EXERCISE -
Decide whether each statement agrees with the text on emerald ash borer below, and answer yes or no for each, quoting the words of the text that decide it. (a) Emerald ash borer is present in Highlands Ranch. (b) About 15 percent of Denver's trees are ash. (c) The clear winged ash borer has not yet reached Colorado.

___ DOCUMENT EXTRACT ___

As of 2018, there was no reported EAB evidence in Highlands Ranch, Centennial, or suburban South Denver.
You may have read this story in the Denver Post on Monday, September 9th about the City of Denver shifting its forestry management from planting trees to managing and maintaining the 2.2 million trees in Denver’s urban forest. The part of the story about emerald ash borer (EAB) has generated quite a few phone calls here so we wanted to give a brief status about ash trees and EAB in Highlands Ranch.
Emerald ash borer is not currently in Colorado including Highlands Ranch. There, that was short, wasn’t it?
However, we have spilled plenty of ink about it over the past couple of years if you want to know more.
We have written generally about emerald ash borer.
More specifically what Colorado is doing to prepare.
What 6 common EAB symptoms are.
And most confusingly to your average person, about the ash borer that is here and is a threat to Colorado ash trees. To be doubly clear, the clear winged ash borer is an active pest of Colorado ash trees while EAB is projected to be in the area.
So why so much fuss about EAB even though it isn’t here yet? Why is the City of Denver pro-actively shifting funds to manage its urban forest in preparation for EAB?
There is a sense of the inevitable that EAB will be here soon. Having been found in eastern Kansas last year, the rapid spread generally since its discovery in Michigan in 2002, and the amount of transportation that goes through Colorado specifically have city officials and arborists forecasting EAB to arrive sooner rather than later.
Most commonly transported by firewood, EAB has been spreading across the upper Mid-West and Plains states over the past decade. More importantly, it has killed nearly every ash tree once it enters an area. About 15 percent of Denver’s trees are ash.
In fact, EAB’s potential devastation makes dutch elm disease look like a minor issue according to the Post story. So while EAB hasn’t made it to Highlands Ranch, it is likely a bad bet to plant any new ash trees in your yard. We will have a preventive spray/injection for high-profile ash trees that you absolutely want to save from EAB.
But the cost may prohibit widespread adoption.

___ EXTRACTED ENTRIES ___

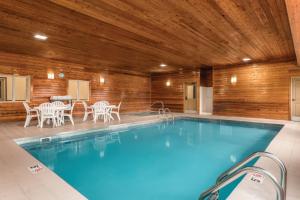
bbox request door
[0,77,7,101]
[291,78,300,121]
[184,83,197,113]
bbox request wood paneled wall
[151,71,200,112]
[213,62,300,119]
[200,69,213,87]
[0,52,151,121]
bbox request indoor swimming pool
[21,118,282,200]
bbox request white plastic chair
[110,102,122,121]
[23,102,40,128]
[39,103,57,128]
[93,101,109,123]
[82,101,94,121]
[63,102,76,126]
[51,101,66,126]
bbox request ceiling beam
[285,0,300,66]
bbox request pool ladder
[199,152,287,200]
[158,108,175,121]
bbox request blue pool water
[22,119,281,200]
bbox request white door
[291,78,300,121]
[184,83,197,113]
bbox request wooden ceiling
[0,0,295,73]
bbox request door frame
[290,76,300,121]
[183,81,200,114]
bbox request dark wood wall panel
[213,62,299,119]
[0,52,151,121]
[200,69,213,87]
[151,71,200,112]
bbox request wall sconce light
[166,81,171,87]
[230,75,237,85]
[48,72,54,79]
[58,72,65,79]
[100,76,105,84]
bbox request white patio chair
[51,101,65,126]
[93,101,109,123]
[39,103,57,128]
[23,102,40,128]
[110,102,122,121]
[82,101,94,121]
[51,101,65,107]
[63,102,76,126]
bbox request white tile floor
[0,114,300,200]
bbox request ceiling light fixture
[166,81,171,87]
[33,34,48,40]
[243,58,251,62]
[100,76,105,84]
[47,72,54,79]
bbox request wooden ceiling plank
[285,0,300,66]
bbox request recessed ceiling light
[33,34,48,40]
[243,58,251,62]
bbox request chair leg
[69,115,74,126]
[94,114,98,123]
[82,112,88,122]
[40,117,44,128]
[37,114,41,126]
[24,115,29,128]
[52,117,57,127]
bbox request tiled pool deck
[0,114,300,200]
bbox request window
[0,74,30,101]
[68,80,90,100]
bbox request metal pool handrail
[216,151,287,192]
[199,167,285,200]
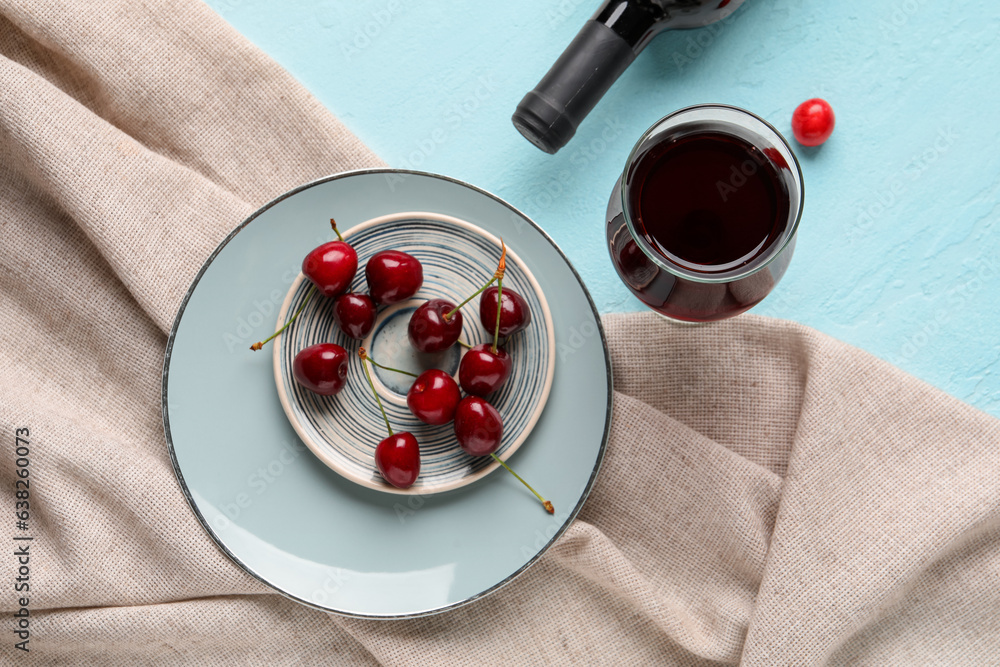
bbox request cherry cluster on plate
[250,220,554,513]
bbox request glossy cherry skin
[792,97,836,146]
[406,299,462,352]
[458,343,513,396]
[365,250,424,305]
[292,343,347,396]
[479,285,531,338]
[406,368,462,426]
[333,293,376,340]
[375,431,420,489]
[302,241,358,298]
[455,396,503,456]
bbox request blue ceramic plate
[163,169,612,618]
[274,212,556,495]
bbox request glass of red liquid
[607,104,804,322]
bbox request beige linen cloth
[0,0,1000,666]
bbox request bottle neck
[592,0,667,55]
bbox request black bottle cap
[511,20,635,153]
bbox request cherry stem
[330,218,344,241]
[250,285,316,352]
[490,278,503,354]
[444,276,497,321]
[358,347,393,436]
[490,452,556,514]
[444,239,507,322]
[368,357,417,377]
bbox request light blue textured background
[209,0,1000,416]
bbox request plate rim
[271,211,556,496]
[160,167,615,620]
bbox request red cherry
[458,343,513,396]
[406,299,462,352]
[792,97,836,146]
[365,250,424,305]
[375,431,420,489]
[479,286,531,338]
[406,368,462,426]
[292,343,347,396]
[455,396,503,456]
[333,292,375,340]
[302,241,358,297]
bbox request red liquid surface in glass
[625,132,789,273]
[607,131,794,322]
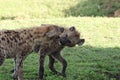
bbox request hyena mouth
[60,37,71,45]
[77,39,85,46]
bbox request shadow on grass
[64,0,120,17]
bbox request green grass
[0,0,120,20]
[0,17,120,80]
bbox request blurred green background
[0,0,120,80]
[0,0,120,20]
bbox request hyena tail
[0,51,5,66]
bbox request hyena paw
[10,69,14,73]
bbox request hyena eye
[65,34,68,37]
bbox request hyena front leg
[49,55,60,74]
[12,55,23,80]
[38,49,46,80]
[10,56,27,75]
[0,50,5,66]
[53,52,67,77]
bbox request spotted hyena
[34,27,85,80]
[0,25,64,80]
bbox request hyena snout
[77,39,85,46]
[60,37,71,45]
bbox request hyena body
[34,27,84,80]
[0,25,63,80]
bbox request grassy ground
[0,17,120,80]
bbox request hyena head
[59,26,85,47]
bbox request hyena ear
[46,27,64,38]
[69,26,75,31]
[46,30,57,38]
[59,27,64,33]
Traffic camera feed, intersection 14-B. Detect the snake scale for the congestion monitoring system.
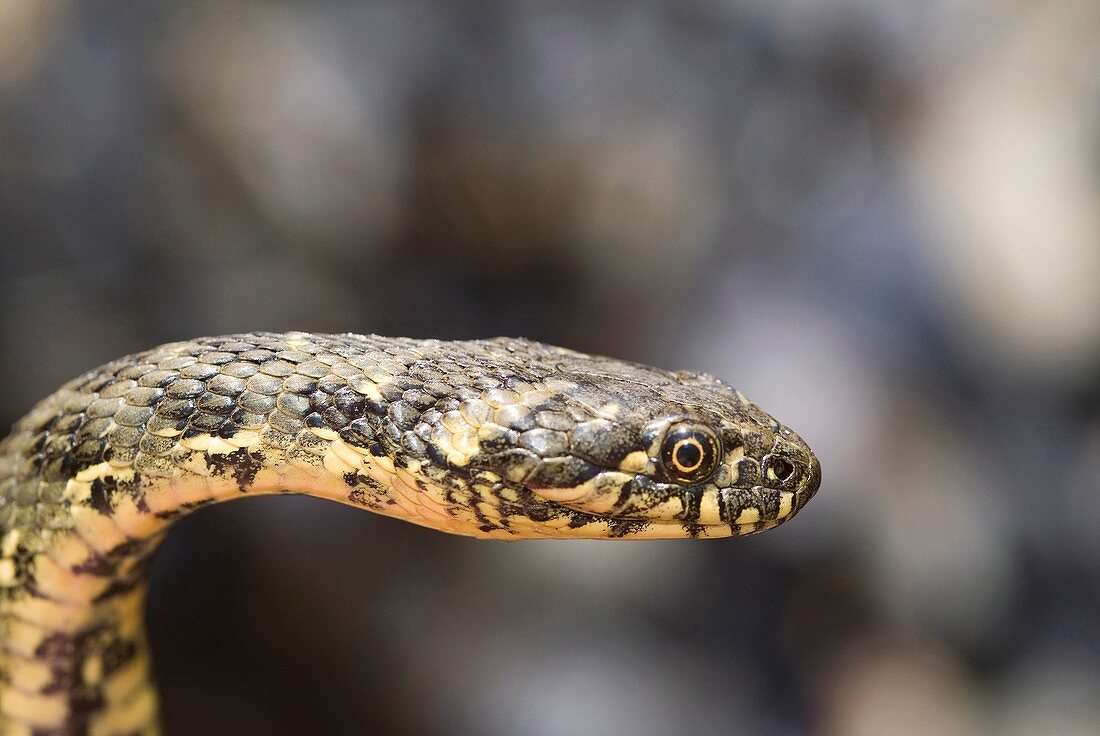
[0,332,821,736]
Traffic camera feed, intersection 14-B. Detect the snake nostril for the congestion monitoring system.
[763,454,799,485]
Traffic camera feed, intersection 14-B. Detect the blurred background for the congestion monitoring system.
[0,0,1100,736]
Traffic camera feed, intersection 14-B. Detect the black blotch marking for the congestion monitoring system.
[207,448,264,491]
[88,475,119,516]
[604,519,649,539]
[681,488,703,521]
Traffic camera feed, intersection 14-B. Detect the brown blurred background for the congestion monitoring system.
[0,0,1100,736]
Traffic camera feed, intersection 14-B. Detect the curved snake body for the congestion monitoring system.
[0,332,821,736]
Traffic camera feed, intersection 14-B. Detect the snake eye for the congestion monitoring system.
[763,454,799,485]
[661,424,722,483]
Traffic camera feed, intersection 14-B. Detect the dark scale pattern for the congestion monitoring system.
[0,333,820,733]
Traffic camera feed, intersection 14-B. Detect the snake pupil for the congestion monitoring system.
[661,424,721,483]
[768,457,795,483]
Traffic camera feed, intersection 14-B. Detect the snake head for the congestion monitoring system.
[451,343,821,537]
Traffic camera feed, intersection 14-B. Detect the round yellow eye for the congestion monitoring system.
[661,424,721,483]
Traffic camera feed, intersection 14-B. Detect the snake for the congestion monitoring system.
[0,332,821,736]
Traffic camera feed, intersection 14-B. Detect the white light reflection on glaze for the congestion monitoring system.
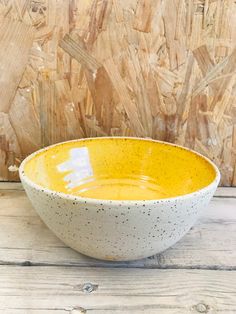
[57,147,93,190]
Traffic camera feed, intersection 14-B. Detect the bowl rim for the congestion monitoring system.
[19,136,221,206]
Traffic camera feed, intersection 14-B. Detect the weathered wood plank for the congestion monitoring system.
[0,266,236,314]
[0,183,236,269]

___

TASK SOLUTION -
(a) No: "Emerald ash borer is not currently in Colorado including Highlands Ranch."
(b) Yes: "About 15 percent of Denver’s trees are ash."
(c) No: "the clear winged ash borer is an active pest of Colorado ash trees"